### Exercise prompt
Could you write out every entry exactly as it stands?

[Point placement records]
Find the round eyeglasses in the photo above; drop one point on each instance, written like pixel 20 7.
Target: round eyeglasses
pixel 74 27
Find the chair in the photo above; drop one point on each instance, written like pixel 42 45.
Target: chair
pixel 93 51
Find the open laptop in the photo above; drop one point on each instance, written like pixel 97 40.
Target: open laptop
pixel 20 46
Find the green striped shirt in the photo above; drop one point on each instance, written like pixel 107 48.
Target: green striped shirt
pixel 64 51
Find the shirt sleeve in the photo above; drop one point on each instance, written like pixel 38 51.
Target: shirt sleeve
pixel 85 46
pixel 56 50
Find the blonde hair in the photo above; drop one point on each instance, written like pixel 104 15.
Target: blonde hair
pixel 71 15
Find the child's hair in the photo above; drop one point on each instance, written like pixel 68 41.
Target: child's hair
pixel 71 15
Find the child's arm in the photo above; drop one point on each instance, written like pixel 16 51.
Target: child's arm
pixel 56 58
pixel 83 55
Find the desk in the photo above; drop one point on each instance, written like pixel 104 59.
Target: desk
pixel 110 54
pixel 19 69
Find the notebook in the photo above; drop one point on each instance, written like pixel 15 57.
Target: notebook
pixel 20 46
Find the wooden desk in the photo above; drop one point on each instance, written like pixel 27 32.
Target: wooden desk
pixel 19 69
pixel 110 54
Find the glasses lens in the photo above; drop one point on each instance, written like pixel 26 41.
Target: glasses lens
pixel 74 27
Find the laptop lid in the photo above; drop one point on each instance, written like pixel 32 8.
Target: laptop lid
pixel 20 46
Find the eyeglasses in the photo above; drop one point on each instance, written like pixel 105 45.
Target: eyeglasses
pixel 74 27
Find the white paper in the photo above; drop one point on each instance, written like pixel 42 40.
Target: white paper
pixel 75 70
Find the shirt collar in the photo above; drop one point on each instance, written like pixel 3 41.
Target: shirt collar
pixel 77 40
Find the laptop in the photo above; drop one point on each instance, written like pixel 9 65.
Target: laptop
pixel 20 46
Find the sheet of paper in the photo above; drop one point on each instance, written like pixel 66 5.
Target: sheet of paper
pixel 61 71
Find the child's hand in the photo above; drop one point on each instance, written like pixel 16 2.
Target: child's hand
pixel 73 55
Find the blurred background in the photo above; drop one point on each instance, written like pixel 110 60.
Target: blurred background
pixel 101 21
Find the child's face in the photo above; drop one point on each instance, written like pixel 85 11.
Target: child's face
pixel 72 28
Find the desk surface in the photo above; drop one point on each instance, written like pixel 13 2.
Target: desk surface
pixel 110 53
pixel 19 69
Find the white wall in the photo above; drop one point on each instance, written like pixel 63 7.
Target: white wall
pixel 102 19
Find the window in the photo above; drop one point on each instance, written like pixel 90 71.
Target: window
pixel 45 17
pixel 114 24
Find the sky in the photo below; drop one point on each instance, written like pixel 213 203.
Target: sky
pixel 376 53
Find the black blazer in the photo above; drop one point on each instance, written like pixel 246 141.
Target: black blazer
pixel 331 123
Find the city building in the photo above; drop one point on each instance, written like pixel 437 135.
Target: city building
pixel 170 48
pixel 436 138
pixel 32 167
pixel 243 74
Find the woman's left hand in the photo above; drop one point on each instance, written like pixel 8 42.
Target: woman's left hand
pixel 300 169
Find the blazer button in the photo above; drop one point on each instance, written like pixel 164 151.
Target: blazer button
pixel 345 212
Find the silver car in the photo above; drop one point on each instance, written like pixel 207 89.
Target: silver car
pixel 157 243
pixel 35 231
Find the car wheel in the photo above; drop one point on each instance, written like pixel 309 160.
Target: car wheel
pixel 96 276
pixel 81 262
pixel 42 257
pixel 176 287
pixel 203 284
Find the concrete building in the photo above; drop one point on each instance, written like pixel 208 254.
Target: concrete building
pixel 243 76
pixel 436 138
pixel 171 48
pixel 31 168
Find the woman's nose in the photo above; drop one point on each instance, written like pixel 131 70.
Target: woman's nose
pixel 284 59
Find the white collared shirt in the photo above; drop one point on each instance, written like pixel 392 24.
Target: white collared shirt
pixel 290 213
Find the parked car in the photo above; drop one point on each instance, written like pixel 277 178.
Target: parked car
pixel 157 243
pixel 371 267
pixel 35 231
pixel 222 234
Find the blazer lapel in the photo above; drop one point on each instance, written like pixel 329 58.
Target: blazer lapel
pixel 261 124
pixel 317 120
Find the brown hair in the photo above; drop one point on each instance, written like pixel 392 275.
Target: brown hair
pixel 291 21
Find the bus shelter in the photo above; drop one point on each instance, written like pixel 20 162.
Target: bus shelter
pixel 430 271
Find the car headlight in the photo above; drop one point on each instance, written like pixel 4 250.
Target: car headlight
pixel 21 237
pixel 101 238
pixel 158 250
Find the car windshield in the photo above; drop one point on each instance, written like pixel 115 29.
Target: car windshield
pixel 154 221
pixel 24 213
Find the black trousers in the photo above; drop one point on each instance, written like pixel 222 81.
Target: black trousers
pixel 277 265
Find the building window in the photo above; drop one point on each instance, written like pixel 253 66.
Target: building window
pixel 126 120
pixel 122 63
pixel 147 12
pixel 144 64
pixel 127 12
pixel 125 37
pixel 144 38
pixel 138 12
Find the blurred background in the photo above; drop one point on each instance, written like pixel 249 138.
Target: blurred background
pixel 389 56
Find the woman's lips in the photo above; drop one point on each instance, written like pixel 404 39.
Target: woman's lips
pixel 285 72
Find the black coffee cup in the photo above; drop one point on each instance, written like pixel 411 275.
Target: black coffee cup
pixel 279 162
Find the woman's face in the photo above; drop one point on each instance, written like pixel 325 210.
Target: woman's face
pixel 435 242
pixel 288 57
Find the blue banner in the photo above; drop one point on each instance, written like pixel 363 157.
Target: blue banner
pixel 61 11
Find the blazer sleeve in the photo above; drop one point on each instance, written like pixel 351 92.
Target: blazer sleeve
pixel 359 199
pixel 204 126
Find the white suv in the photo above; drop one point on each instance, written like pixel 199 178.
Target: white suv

### Solution
Find the round eyeglasses in the photo above; drop one point on each instance, written like pixel 20 7.
Target: round eyeglasses
pixel 74 27
Find the chair in the photo above; drop one point on each instance, written like pixel 42 45.
Target: chair
pixel 93 51
Find the open laptop in the photo above; drop one point on each instance, written like pixel 97 40.
Target: open laptop
pixel 20 46
Find the green striped shirt in the photo above; drop one point on each instance, written like pixel 107 48.
Target: green striped shirt
pixel 64 51
Find the shirt sleeve in the photo above; drop one point on each instance, written like pixel 38 51.
Target: shirt sleeve
pixel 85 46
pixel 56 50
Find the blonde hair in the photo above; drop one point on each instance, written like pixel 104 15.
Target: blonde hair
pixel 71 15
Find the child's hair in the photo above; drop one point on each instance, written like pixel 68 41.
Target: child's hair
pixel 71 15
Find the child's arm in the photo above; drop one point on each instance, written like pixel 16 51.
Target: child's arm
pixel 56 58
pixel 83 55
Find the desk in the photo above; drop one point on each instance, written like pixel 104 59.
Target: desk
pixel 110 54
pixel 19 69
Find the notebook in the photo above; drop one point on each instance, written like pixel 15 57.
Target: notebook
pixel 20 46
Find the wooden desk in the photo above; drop one point on each instance, written like pixel 27 32.
Target: wooden desk
pixel 19 69
pixel 110 54
Find the glasses lens in the photo above; drop one point on each instance, written like pixel 26 41.
Target: glasses lens
pixel 74 27
Find the laptop lid in the photo above; drop one point on each instance, written like pixel 32 8.
Target: laptop lid
pixel 20 46
Find the eyeglasses in the photo above; drop one point on each instance, written like pixel 105 45.
Target: eyeglasses
pixel 74 27
Find the white paper in the photo above; drop one point on each instance, written like pixel 42 40.
Target: white paper
pixel 75 70
Find the shirt collar in the photo above; drop one point on each instance, written like pixel 3 41.
Target: shirt collar
pixel 77 40
Find the laptop in the photo above; drop one point on each instance, written like pixel 9 65.
Target: laptop
pixel 20 46
Find the sheet of paper in the photo above; drop one point on each instance, written like pixel 66 5.
Target: sheet of paper
pixel 61 71
Find the child's hand in the photo above; drop one point on each instance, written like pixel 16 2.
Target: child's hand
pixel 73 55
Find the blurred background in the photo above; drop one point on each instance, written like pixel 110 60.
Target: blurred background
pixel 101 21
Find the child's face in the photo above; drop one point on each instance, written like pixel 85 11.
Target: child's face
pixel 72 28
Find the desk surface in the photo above; drop one point on each instance, written like pixel 13 2.
Target: desk surface
pixel 110 53
pixel 19 69
Find the white wall in the photo above; drop one point on each instance, written like pixel 63 7.
Target: white wall
pixel 102 19
Find the window in the photo above; drop one point on each instance, written like pixel 90 71.
Target: window
pixel 45 17
pixel 114 24
Find the sky in the photo below; drop one point on each instance, written like pixel 213 203.
Target: sky
pixel 376 53
Find the black blazer in the photo above; drop one point on each instance, written like pixel 246 141.
Target: black blazer
pixel 331 123
Find the city building in the photo above; drop one point on each instance, written like pixel 437 135.
Target: city building
pixel 170 48
pixel 436 138
pixel 32 167
pixel 243 74
Find the woman's left hand in the photo above; drop one point on each instance, written like pixel 8 42.
Target: woman's left hand
pixel 300 169
Find the blazer button in the photo above; drop one point on each instance, written like pixel 164 151.
Target: blazer button
pixel 345 212
Find the silver car in the photo above; drop one point on each instance, written like pixel 207 89.
Target: silver car
pixel 157 243
pixel 35 231
Find the car wheel in the photo above; drop one point on each instance, written like pixel 309 160.
Target: car wheel
pixel 96 276
pixel 81 262
pixel 42 257
pixel 176 287
pixel 203 284
Find the concrete building in the photo above; drop one point on each instance, written like pixel 208 254.
Target: concrete building
pixel 243 76
pixel 436 138
pixel 171 48
pixel 31 168
Find the woman's nose in the photo above; drop one point on each instance, written like pixel 131 70.
Target: woman's nose
pixel 284 59
Find the white collared shirt in the photo above; drop one point on each instance, written like pixel 392 24.
Target: white collared shirt
pixel 290 213
Find the parked car in the photo above; drop one point on each instance, written like pixel 277 178.
Target: parked car
pixel 157 243
pixel 371 267
pixel 35 231
pixel 222 234
Find the blazer lapel in the photo above; drop one point on each instance, written like pixel 329 58.
Target: blazer lapel
pixel 261 124
pixel 317 120
Find the brown hair in the photo above; drop one point on each instance, written like pixel 392 275.
Target: brown hair
pixel 291 21
Find the bus shelter in the photo above; drop one point on each instance, written like pixel 20 162.
Target: bus shelter
pixel 430 271
Find the car headlight in the photo above; drop one point on each instance, written like pixel 4 250.
Target: car headlight
pixel 21 237
pixel 101 238
pixel 158 250
Find the car windshield in the photo above; drop one point on each instance, written like pixel 115 29.
Target: car windshield
pixel 154 221
pixel 24 213
Find the black trousers in the photo above; drop one point on each instance, written like pixel 222 81.
Target: black trousers
pixel 277 265
Find the building window in the photo above; drop one point on each instance, written like pixel 253 66.
Target: building window
pixel 126 120
pixel 122 63
pixel 147 12
pixel 144 64
pixel 127 12
pixel 125 37
pixel 144 38
pixel 138 12
Find the blurred background in the photo above; drop one point on each instance, written like pixel 249 138.
Target: blurred background
pixel 389 56
Find the woman's lips in the photo above; drop one point on each instance, written like pixel 404 39.
Target: woman's lips
pixel 285 72
Find the black coffee cup in the photo above; drop one point on each instance, written like pixel 411 275.
Target: black coffee cup
pixel 279 162
Find the woman's face in the photo above; drop one point on each instance, written like pixel 325 210.
Target: woman's face
pixel 435 242
pixel 288 57
Find the blue banner in the photo above; drop one point on each instance, written like pixel 363 157.
Target: blue banner
pixel 61 11
Find the blazer sleeve in the photo above; drop one point on each instance, written like pixel 351 92.
Target: blazer sleeve
pixel 359 199
pixel 204 126
Find the white suv in the photo above; drop one point on each instance, written like pixel 199 178.
Target: white suv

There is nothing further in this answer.